*** GIVEN INFORMATION
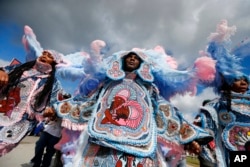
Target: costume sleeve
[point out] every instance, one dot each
(56, 88)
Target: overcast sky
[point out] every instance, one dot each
(180, 26)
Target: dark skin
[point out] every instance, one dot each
(132, 62)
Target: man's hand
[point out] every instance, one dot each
(4, 78)
(49, 112)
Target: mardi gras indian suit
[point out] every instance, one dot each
(124, 118)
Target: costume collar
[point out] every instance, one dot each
(42, 67)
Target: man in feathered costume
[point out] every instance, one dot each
(26, 90)
(125, 116)
(227, 117)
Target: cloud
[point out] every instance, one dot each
(189, 105)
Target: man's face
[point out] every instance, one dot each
(132, 62)
(240, 86)
(46, 57)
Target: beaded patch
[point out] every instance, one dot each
******
• [GIVEN INSTRUCTION] Rewrite the lines above with "costume" swapped for "outfit" wherever it occurs, keeping everything else the same, and leave the pictures out.

• [EXERCISE ANSWER]
Target: outfit sleeve
[point out] every instance, one dot each
(56, 88)
Target: overcast sky
[point out] every instance, one dot each
(180, 26)
Target: dark skin
[point out] every instance, one dot each
(132, 62)
Target: man's hand
[point out] every instance, one dot each
(4, 78)
(49, 112)
Target: mardi gras indian suit
[point out] every instance, one dot each
(124, 118)
Target: outfit collar
[point out] every instance, one dot each
(42, 67)
Target: man in feathered outfit
[point out] every instance, one dot each
(26, 90)
(125, 116)
(227, 117)
Target: cloud
[point out] every instance, one dot each
(189, 105)
Target: man's face
[point out] every instance, one dot each
(132, 62)
(240, 86)
(46, 57)
Target: beaded patch
[point out] every instance, one dot each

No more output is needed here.